* _GIVEN PROBLEM A_
Arrange the lines of the records below as a Markdown table with the columns Row and Line. Put a row number in Row and the line itself in Line, and leave out any blank lines.

* _PAGE EXCERPT_
----------------------------------------

Sunday, April 5, 2015

ToBY’s (2 b’s) Point  

I have always enjoyed learning the lingo and pronouncement of bayou names and place names used by the Bayou Pigeon people.  

Loss of knowledge about place names reminds us that we can never know everything about the past.

Place names for certain features / landmarks in the swamp are very important because they can be related to each other in terms of their physical position which is used in communication with others. 

I quickly learned from my Bayou Pigeon native Cajun friends growing up the names of these important reference points.

These names usually serve as a reference point in a conversation. For example, "The other day i caught a big turtle on To_BY 's point". 

You know exactly what / where the person is talking about,

Since it is not on an official map anywhere, an outsider might not have a clue where we are talking about.

To_BY's Point

The origin of the name ToBY’s (pronounced 2b’s) Point may be loss to history.  

It’s origin and how it should be spelled is loss to all the people who I have spoken with who came of age in the 1940’s and 50’s.  They all know of the name, but how it came about is not remembered.  

It was important place back in the day when, Bayou Pigeon residents had to catch, kill, trap  or grow their next meal.  

That was not that long ago.

I speculate it may have been named so after someone with the first name Toby. 

Cajun slang could have easily pronounced the name '2 b".  

Whatever, it is fairly certain the term came from the 1930’s or 40's at the latest.  

Mr. Felix Berthelot, who was a lifelong resident of Bayou Pigeon, (born 1925) and others of his generation just knew that it was called To__BY's point by his father without an explanation.

----------------------------------------

* _GIVEN PROBLEM B_
Pick up the piece on the Bayou Pigeon place name ToBY's Point right after its final sentence, and carry it on in the same manner.

----------------------------------------

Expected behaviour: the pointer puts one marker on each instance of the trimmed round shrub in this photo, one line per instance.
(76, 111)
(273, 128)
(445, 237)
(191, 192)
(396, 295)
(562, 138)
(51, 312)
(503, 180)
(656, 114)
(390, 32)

----------------------------------------

* _TASK ANSWER A_
| Row | Line |
|---|---|
| 1 | Expected behaviour: the pointer puts one marker on each instance of the trimmed round shrub in this photo, one line per instance. |
| 2 | (76, 111) |
| 3 | (273, 128) |
| 4 | (445, 237) |
| 5 | (191, 192) |
| 6 | (396, 295) |
| 7 | (562, 138) |
| 8 | (51, 312) |
| 9 | (503, 180) |
| 10 | (656, 114) |
| 11 | (390, 32) |

* _TASK ANSWER B_
The Top of the Elongated alluvial Ridges Called ToBY’s (2 B’s) Point
3 – 26 - 2015
Several hundred feet long

Location of ToBY's (2b) Point

There are 3 important reference points on Little Bayou Pigeon between its source at Grand River and its junction with Big Bayou Pigeon.  They are Justillien Road, see page 663 in the Bayou Pigeon book, the Long View, see page 659 and ToBy’s (2B) Point, not mentioned in the book. 

Thus, the need for this story.

The map below gives their relative locations.

ToBY’s (2b’s) Point
USGS Topography map from the Bayou Pigeon Boat launch

The picture below gives perspective  of  ToBY's point relative location.

ToBY’s (2b’s) Point
Approximately 1.3 miles from the Bayou Pigeon Boat launch
Satellite Picture Perspective

It can be assumed ToBY’s Point was called a “Point” because the land is in the middle of first big ‘curve in Little Bayou Pigeon from its source Grand River. 

 ToBY’s Point - What is it?

A natural levee forms along a stream when the water leaves the confines of its channel during flooding and deposits coarse grained material adjacent to the bank edge. This coarse-grained material continues to accumulate, due to subsequent flooding, and a natural alluvial levee / ridge is formed.  Natural ridges always slope sharply toward the stream on one side than gradually away from it on the opposite side.

The natural ridges of ToBY’s point look too high to me, relative to rest of the ridge along Little Pigeon to be formed under typical circumstances to me.  

Thus, if they were formed naturally something else must have been going on at that point on the bayou to cause the unusual high ground.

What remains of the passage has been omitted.